━━━ Exercise materials ━━━

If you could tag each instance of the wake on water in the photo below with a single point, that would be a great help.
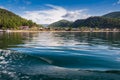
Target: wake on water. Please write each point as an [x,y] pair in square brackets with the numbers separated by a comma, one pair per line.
[15,65]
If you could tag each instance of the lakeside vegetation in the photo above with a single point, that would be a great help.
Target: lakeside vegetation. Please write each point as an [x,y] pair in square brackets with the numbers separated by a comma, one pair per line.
[108,22]
[9,20]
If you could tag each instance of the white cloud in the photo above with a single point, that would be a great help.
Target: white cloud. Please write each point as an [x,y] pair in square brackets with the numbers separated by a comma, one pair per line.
[118,2]
[54,14]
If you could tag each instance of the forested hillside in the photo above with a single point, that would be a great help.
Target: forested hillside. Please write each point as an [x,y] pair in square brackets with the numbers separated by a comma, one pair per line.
[9,20]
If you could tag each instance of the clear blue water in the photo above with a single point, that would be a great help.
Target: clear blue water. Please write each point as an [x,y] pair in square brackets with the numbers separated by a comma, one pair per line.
[60,56]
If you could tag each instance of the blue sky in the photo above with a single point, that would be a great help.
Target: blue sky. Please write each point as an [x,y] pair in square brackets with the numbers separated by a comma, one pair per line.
[48,11]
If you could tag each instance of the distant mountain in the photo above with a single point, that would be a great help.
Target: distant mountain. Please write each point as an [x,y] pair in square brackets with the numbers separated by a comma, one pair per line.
[112,15]
[98,22]
[110,20]
[13,21]
[61,23]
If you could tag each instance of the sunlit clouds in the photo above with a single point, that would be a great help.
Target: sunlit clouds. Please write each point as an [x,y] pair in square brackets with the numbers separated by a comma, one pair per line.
[55,13]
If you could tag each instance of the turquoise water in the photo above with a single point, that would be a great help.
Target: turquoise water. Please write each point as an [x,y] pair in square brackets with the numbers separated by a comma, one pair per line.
[60,56]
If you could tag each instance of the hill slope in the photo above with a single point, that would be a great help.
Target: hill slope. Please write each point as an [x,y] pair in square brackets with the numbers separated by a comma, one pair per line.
[98,22]
[13,21]
[61,23]
[112,15]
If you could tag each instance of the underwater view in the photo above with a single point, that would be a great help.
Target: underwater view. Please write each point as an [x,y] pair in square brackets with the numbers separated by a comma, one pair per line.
[60,56]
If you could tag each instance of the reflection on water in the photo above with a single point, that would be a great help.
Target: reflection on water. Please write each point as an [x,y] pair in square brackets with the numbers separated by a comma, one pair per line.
[59,55]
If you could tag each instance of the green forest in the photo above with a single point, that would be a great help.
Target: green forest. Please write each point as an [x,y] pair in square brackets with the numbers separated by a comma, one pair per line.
[9,20]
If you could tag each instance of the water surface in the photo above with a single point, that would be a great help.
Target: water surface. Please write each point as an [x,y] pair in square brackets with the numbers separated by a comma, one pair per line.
[60,56]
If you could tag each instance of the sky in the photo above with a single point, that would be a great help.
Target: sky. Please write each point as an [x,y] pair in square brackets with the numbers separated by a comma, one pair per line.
[49,11]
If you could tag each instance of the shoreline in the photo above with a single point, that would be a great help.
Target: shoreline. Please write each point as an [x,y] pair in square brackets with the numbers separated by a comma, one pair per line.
[55,31]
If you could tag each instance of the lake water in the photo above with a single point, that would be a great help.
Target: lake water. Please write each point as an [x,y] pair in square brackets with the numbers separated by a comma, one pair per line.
[60,56]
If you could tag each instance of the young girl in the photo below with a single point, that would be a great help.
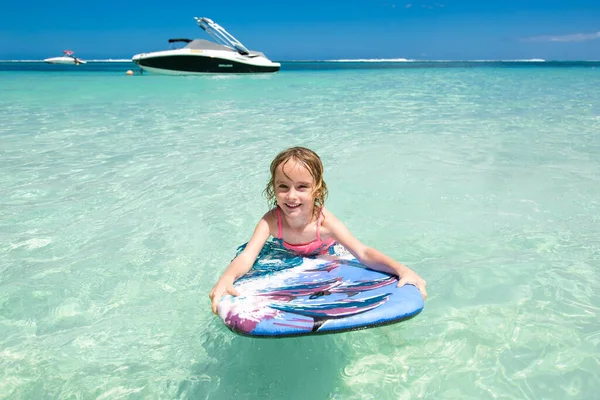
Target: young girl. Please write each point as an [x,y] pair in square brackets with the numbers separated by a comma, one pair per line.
[303,225]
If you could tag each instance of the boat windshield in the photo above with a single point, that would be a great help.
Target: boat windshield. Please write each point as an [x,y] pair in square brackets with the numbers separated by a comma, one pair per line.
[221,35]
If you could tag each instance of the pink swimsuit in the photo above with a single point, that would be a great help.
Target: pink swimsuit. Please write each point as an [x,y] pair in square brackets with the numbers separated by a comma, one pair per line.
[315,247]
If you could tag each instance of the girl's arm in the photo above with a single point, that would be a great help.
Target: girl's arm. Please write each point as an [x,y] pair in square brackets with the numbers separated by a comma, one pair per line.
[241,264]
[370,257]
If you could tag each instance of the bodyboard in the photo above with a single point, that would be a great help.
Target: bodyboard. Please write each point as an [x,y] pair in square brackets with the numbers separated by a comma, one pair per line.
[288,295]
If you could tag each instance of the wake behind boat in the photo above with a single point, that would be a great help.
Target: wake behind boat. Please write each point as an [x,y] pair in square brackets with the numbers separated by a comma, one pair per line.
[67,58]
[228,55]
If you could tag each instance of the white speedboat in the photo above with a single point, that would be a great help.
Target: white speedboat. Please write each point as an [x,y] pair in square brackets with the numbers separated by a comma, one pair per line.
[67,58]
[200,56]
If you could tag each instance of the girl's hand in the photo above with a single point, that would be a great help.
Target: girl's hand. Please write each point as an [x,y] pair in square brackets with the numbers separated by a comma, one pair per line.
[411,278]
[219,290]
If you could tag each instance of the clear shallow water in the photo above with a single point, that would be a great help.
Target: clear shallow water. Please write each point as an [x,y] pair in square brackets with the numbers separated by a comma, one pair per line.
[122,199]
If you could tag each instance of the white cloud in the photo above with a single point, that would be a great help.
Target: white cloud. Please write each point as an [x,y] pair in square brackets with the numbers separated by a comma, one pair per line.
[575,37]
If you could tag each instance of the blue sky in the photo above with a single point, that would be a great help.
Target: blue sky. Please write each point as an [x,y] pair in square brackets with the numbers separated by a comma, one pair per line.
[311,29]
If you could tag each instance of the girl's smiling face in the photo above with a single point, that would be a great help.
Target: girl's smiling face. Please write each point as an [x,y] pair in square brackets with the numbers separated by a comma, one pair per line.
[294,188]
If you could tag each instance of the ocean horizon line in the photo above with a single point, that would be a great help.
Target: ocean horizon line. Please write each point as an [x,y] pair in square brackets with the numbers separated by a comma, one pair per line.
[347,60]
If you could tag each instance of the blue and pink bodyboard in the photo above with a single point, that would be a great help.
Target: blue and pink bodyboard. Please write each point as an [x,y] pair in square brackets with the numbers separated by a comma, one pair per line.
[288,295]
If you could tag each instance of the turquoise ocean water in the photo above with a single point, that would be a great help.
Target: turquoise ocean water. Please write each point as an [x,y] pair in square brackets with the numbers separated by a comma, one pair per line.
[123,198]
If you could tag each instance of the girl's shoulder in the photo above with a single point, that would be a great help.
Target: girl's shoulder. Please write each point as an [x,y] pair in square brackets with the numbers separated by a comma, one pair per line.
[271,215]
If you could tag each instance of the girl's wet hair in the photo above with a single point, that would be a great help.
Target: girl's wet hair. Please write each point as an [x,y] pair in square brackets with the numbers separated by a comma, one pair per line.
[313,164]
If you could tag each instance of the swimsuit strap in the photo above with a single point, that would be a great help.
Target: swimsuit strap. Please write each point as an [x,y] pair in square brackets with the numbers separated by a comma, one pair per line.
[319,225]
[279,225]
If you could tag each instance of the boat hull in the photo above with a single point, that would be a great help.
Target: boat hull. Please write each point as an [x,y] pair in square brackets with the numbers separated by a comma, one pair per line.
[64,60]
[188,64]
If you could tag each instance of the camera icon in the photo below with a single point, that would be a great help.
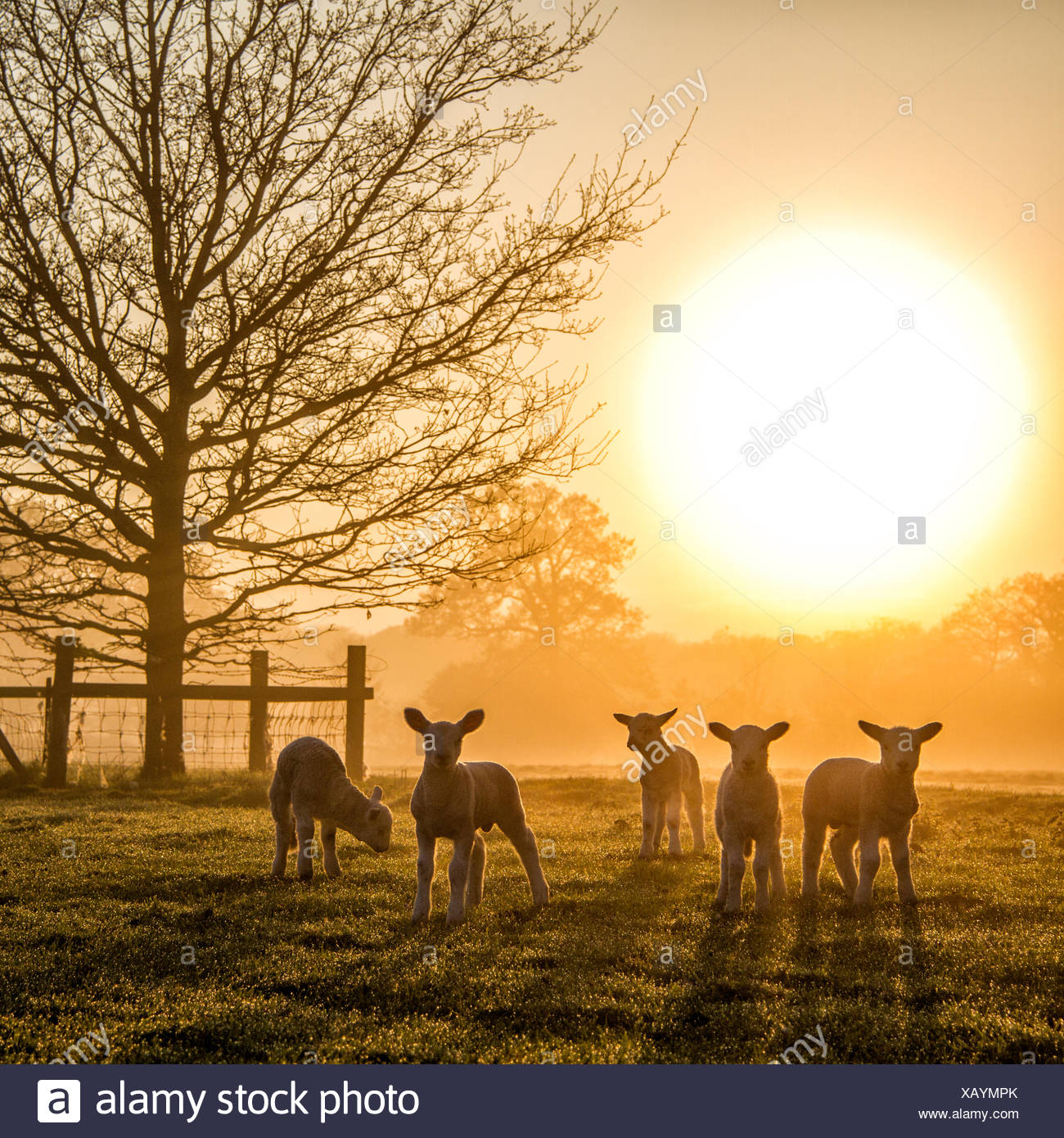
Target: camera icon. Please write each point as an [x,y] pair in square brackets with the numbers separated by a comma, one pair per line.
[58,1100]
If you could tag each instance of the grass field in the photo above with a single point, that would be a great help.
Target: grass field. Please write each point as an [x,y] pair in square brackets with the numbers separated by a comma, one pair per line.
[335,969]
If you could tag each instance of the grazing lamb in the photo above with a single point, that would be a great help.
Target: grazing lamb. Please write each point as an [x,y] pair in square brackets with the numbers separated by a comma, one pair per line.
[309,782]
[670,776]
[748,813]
[455,800]
[863,802]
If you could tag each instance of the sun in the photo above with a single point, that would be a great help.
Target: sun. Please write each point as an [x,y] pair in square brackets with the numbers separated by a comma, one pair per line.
[818,391]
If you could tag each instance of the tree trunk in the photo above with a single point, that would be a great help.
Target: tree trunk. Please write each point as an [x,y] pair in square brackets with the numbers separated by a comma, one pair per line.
[164,642]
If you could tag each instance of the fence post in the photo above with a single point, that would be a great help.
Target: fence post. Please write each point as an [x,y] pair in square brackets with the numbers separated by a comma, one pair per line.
[355,741]
[47,720]
[59,724]
[259,743]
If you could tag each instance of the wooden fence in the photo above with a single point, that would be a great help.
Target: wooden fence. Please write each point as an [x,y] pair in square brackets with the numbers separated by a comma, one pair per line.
[259,694]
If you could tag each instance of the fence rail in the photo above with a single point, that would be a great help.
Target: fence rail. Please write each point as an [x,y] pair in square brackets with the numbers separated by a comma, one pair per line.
[59,692]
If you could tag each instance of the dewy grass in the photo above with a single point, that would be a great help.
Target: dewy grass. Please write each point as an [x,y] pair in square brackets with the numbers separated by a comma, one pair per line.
[151,913]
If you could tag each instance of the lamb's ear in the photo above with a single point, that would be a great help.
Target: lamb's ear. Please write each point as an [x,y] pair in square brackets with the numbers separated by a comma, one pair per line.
[872,731]
[929,731]
[416,720]
[471,720]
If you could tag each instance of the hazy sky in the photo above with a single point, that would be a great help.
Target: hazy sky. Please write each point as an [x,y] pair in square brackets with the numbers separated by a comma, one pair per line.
[865,238]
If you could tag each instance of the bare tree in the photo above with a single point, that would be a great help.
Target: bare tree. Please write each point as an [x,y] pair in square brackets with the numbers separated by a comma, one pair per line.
[268,324]
[563,589]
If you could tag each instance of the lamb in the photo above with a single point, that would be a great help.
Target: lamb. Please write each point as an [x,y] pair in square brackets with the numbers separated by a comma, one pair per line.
[670,778]
[309,782]
[748,813]
[865,802]
[457,800]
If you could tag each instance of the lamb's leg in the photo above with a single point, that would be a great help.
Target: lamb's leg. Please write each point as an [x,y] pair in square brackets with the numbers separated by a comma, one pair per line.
[426,872]
[673,807]
[696,817]
[458,874]
[737,871]
[813,851]
[477,860]
[525,843]
[650,811]
[842,842]
[869,866]
[305,837]
[723,887]
[899,854]
[328,845]
[286,834]
[760,876]
[659,825]
[775,869]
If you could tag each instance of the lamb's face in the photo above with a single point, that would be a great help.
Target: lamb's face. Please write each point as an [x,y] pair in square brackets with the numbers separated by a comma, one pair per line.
[378,824]
[643,729]
[443,740]
[749,744]
[899,747]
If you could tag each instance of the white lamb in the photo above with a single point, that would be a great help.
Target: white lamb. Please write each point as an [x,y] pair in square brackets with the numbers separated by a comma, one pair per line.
[865,802]
[309,782]
[670,778]
[748,814]
[457,800]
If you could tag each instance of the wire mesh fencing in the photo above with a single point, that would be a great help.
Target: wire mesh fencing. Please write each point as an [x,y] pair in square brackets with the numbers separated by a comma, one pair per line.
[110,732]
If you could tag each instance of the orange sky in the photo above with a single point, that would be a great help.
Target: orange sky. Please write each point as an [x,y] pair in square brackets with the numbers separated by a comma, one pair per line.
[923,210]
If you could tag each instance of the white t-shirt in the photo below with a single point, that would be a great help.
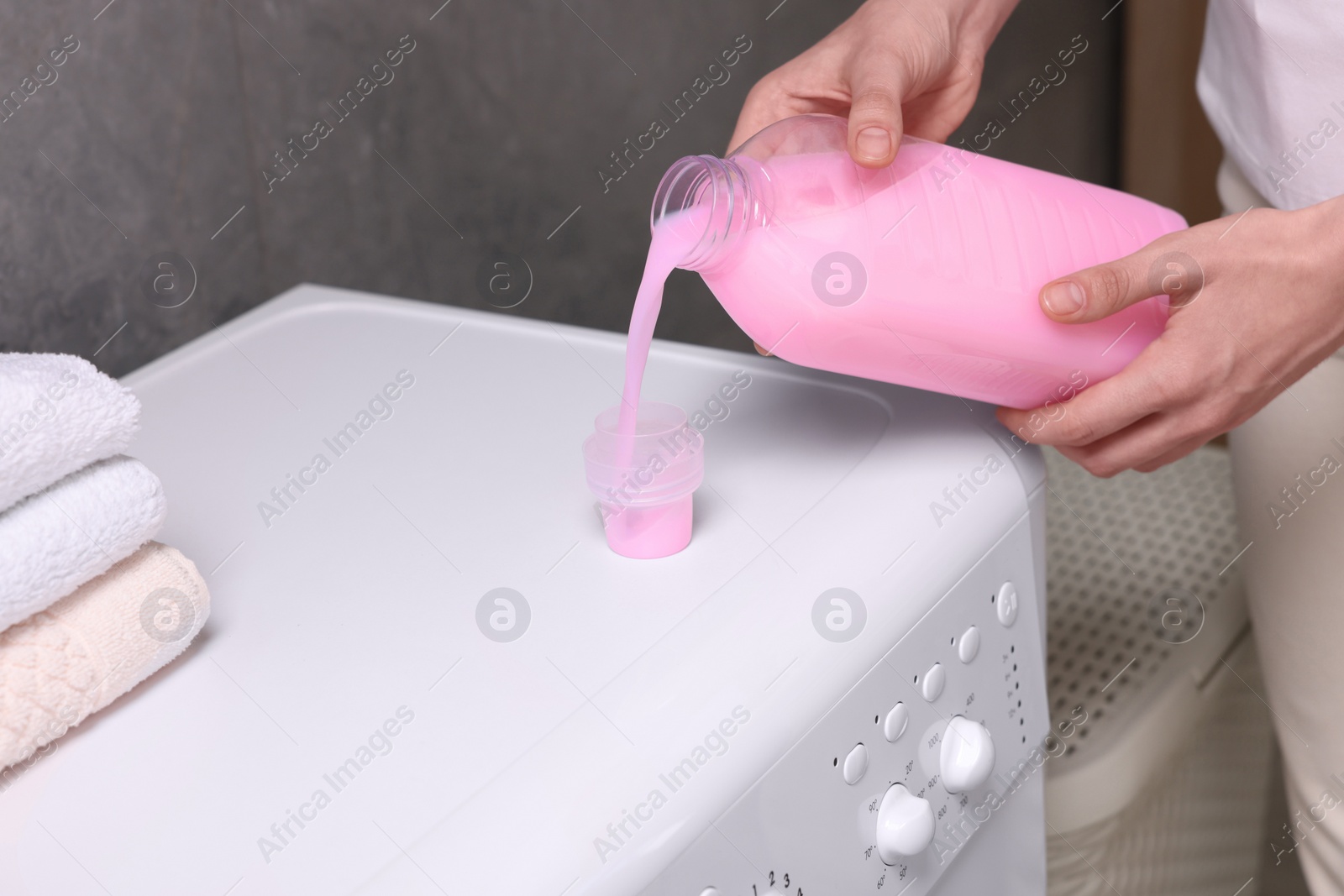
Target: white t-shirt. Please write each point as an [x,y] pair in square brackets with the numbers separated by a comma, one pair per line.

━━━

- _Brief_
Could you rewrite the entries above with "white t-shirt" renamed to "black t-shirt" and nothing else changed, starting at the line that has "If you could tag each instance of the orange" and stopping after the last entry? Leave the pictures out of your answer.

- _Answer to the task_
If you could tag each instance of the orange sky in the photo above with a single point, that would be a great help.
Target: orange sky. Please write each point as an [x,y] pair in square brackets with the numbers separated by a comma, one pair per line.
[923,210]
If you could tag each instance of the black t-shirt in the photo below with a single point, that would be a great help.
Target: black t-shirt. Please write each point as an [x,y] pair in square brackets with the numbers separated by a comma, one pair per line.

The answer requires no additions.